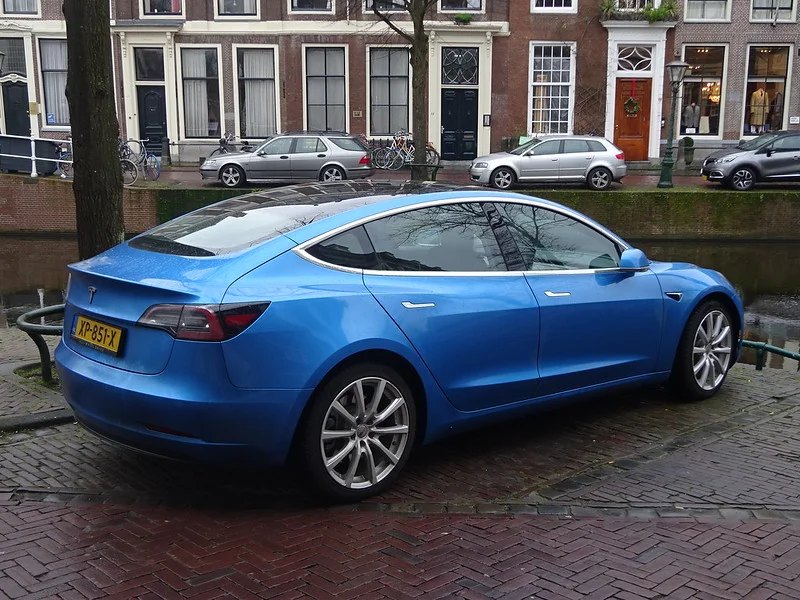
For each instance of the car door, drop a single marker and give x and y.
(444, 281)
(598, 324)
(540, 163)
(781, 160)
(272, 160)
(574, 160)
(310, 153)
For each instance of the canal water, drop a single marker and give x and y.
(767, 275)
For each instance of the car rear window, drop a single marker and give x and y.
(353, 144)
(246, 221)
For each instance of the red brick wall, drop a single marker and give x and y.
(46, 204)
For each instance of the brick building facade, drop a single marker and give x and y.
(192, 70)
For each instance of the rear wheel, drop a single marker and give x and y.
(232, 176)
(359, 432)
(331, 173)
(704, 351)
(599, 179)
(743, 179)
(502, 178)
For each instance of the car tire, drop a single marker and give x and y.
(599, 179)
(232, 176)
(332, 173)
(704, 351)
(743, 179)
(502, 178)
(343, 450)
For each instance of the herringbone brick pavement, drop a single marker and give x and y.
(78, 552)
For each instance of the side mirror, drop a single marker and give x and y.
(633, 259)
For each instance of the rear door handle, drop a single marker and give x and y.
(407, 304)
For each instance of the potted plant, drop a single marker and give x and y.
(688, 149)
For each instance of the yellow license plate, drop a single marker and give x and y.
(98, 335)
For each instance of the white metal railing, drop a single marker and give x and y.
(32, 156)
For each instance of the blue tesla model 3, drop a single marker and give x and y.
(346, 323)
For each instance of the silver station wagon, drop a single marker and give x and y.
(553, 159)
(320, 156)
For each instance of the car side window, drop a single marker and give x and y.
(549, 240)
(450, 237)
(575, 146)
(548, 147)
(349, 249)
(309, 145)
(279, 146)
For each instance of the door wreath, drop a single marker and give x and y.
(632, 107)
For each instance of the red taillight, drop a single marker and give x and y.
(202, 322)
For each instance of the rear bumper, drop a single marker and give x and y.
(199, 417)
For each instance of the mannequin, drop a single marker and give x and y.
(759, 108)
(691, 117)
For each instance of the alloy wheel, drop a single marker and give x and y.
(365, 433)
(711, 352)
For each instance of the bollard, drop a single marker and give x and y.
(166, 159)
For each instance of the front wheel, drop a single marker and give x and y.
(704, 351)
(503, 178)
(743, 179)
(232, 176)
(331, 173)
(359, 432)
(599, 179)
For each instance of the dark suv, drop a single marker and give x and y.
(771, 157)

_TASK REQUIREMENTS_
The records above must be echoed exactly, minus their pictures.

_SOLUTION FOR THIS TASK_
For each instance of the car door, drop a single marker and give x and y.
(444, 281)
(598, 324)
(540, 163)
(781, 160)
(272, 160)
(574, 160)
(310, 153)
For each instance of the canal water, drop a single marker and give x and y.
(767, 275)
For each instance of the car rear window, drop a single marker and give x and y.
(353, 144)
(246, 221)
For each instance of the red brick wall, drop a single marker and give x and y.
(46, 204)
For each instance of the brick building facade, drop a single marker and give x and y.
(192, 70)
For each instance of the rear wheel, drop a single marker and give x and y.
(232, 176)
(359, 432)
(331, 173)
(704, 351)
(599, 179)
(743, 179)
(502, 178)
For each instance of the car tire, drop a single marker and give x and y.
(599, 179)
(232, 176)
(332, 173)
(704, 351)
(743, 179)
(502, 178)
(343, 450)
For each instance of the herringbone brick pavement, drop a single marker and give x and y.
(78, 552)
For each instance of the side mirror, drop a single marker and give x and y.
(633, 259)
For each instance of the rear door handle, drop a single marker and give x and y.
(407, 304)
For each instance of the potted plant, drop a single marker and give x and y.
(688, 149)
For each instance of the yellow license plate, drop a single marker and give x and y.
(98, 335)
For each instance of the white metal railing, drop a single marker and give x and y.
(32, 156)
For each instance of the blue tesla model 3, drop a single marker and give x and y.
(346, 323)
For each instance of the silver station wagon, drop a single marker and give x and y.
(553, 159)
(320, 156)
For each instance of the car side window, drop a single marker and give x and y.
(549, 240)
(450, 237)
(575, 146)
(548, 147)
(349, 249)
(309, 145)
(279, 146)
For each instance of the door wreath, drop a single marker and give x and y.
(632, 107)
For each instance of the red taillight, drop a single marker and give x and y.
(202, 322)
For each instance of the rear bumper, drop a single marker and give x and y.
(199, 417)
For each instance of the mannequin, drop a single marker and give x and y.
(759, 108)
(691, 117)
For each instance of the alloy wheel, drop a single marker and give x and y.
(365, 433)
(711, 352)
For each instance of the bollard, drop a single marker and give x and y.
(166, 159)
For each instance of the front wheel, drop a single marker and give x and y.
(704, 351)
(503, 178)
(743, 179)
(232, 176)
(331, 173)
(359, 432)
(599, 179)
For each instance of the dark suv, drop a single marker and give x and y.
(771, 157)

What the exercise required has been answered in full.